REQUIREMENT
Whenever the string "gable" turns up in a line of the data below, copy that line.

RECORDS PROVIDED
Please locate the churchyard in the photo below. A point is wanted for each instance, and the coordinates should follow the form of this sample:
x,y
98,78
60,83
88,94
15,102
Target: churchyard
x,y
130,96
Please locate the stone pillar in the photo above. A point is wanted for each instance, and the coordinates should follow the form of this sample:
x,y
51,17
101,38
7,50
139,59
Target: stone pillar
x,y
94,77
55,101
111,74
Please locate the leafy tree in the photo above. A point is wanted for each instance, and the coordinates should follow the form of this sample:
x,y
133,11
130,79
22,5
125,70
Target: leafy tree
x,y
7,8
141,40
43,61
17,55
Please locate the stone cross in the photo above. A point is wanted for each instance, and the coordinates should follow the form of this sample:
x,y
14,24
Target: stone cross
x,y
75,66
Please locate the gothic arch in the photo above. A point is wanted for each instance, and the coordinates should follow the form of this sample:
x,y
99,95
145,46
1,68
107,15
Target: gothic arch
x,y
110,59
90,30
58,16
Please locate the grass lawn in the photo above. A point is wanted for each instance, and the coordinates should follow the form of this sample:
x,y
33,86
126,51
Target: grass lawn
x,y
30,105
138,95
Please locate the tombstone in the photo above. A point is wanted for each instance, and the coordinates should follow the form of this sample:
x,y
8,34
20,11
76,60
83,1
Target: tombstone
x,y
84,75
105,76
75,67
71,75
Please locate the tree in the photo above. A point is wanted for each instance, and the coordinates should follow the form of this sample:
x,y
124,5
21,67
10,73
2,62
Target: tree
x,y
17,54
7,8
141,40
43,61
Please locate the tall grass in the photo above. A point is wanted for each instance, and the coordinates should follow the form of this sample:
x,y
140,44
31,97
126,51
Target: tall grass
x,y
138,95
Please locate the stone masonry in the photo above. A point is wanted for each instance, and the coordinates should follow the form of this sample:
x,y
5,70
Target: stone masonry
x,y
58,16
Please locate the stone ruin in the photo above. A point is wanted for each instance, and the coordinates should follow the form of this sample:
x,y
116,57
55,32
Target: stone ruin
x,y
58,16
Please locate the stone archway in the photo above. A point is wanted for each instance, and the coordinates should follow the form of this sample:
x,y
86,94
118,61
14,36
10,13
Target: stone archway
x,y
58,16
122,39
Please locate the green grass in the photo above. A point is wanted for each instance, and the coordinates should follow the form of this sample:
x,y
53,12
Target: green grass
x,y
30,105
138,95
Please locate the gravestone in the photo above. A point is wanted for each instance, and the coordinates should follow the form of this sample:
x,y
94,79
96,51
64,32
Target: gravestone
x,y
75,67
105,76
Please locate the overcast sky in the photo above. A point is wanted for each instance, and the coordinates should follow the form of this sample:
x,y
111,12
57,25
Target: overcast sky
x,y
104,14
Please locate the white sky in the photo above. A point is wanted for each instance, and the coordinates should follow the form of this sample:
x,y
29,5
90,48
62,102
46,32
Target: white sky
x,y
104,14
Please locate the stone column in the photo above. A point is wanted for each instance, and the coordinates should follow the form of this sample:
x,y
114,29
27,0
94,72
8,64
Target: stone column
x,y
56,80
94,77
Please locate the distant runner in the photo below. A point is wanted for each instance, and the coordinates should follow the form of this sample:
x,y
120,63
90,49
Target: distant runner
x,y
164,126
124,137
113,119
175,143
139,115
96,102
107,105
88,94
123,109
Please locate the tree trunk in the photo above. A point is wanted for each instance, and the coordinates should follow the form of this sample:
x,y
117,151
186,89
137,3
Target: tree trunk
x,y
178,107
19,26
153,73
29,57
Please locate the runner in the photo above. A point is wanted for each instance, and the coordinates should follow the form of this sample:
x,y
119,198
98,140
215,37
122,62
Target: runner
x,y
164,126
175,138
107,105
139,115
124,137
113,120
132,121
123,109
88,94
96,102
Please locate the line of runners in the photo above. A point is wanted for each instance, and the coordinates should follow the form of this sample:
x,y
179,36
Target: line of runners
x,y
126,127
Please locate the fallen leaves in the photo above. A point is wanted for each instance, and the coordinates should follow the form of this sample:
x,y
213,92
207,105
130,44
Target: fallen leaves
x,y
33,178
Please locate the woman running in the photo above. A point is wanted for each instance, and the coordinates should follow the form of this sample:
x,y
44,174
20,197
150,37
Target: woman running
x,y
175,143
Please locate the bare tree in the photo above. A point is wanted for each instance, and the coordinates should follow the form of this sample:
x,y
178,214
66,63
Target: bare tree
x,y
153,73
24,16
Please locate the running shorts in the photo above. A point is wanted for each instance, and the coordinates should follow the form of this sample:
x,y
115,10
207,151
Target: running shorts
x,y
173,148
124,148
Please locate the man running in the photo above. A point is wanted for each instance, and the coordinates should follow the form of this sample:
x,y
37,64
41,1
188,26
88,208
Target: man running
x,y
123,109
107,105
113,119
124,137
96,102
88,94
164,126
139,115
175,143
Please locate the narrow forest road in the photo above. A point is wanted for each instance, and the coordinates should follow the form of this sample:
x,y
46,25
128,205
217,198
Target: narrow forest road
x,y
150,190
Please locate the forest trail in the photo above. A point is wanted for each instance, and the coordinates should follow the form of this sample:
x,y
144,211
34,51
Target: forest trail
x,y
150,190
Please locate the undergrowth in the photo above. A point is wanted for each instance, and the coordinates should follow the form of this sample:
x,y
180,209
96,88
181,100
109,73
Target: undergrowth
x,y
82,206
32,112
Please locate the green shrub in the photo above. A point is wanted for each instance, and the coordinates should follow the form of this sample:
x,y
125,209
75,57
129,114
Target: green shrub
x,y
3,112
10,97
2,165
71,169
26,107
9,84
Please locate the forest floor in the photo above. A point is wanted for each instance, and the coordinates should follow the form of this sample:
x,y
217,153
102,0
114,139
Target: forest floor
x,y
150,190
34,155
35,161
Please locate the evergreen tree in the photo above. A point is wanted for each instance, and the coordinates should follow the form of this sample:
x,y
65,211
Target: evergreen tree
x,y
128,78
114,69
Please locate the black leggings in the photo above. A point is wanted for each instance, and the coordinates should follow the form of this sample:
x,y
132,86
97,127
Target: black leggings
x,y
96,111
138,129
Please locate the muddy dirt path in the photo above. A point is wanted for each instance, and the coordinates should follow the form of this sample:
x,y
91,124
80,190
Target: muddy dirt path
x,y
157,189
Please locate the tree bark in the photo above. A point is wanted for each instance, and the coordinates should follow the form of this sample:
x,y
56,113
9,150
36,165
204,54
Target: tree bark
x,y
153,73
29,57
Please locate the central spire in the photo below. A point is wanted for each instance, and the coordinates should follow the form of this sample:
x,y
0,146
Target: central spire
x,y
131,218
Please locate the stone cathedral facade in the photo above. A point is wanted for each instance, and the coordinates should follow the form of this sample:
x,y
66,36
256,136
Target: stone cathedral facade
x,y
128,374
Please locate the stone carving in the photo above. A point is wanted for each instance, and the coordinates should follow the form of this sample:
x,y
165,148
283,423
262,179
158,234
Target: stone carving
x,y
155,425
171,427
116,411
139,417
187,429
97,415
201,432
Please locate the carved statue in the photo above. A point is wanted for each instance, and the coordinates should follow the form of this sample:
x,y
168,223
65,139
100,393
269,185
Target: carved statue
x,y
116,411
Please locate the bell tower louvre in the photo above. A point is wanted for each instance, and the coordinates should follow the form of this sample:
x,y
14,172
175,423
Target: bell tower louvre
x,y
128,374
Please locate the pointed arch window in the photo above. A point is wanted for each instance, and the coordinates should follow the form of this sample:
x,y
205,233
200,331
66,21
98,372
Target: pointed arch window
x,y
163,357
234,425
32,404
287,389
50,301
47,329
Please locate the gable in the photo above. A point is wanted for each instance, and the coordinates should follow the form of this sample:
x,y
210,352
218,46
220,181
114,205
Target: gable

ANSWER SECTION
Please locate the gable in the photo above. A point is wanted for each instance, and the coordinates should follow the form of this sample:
Target: gable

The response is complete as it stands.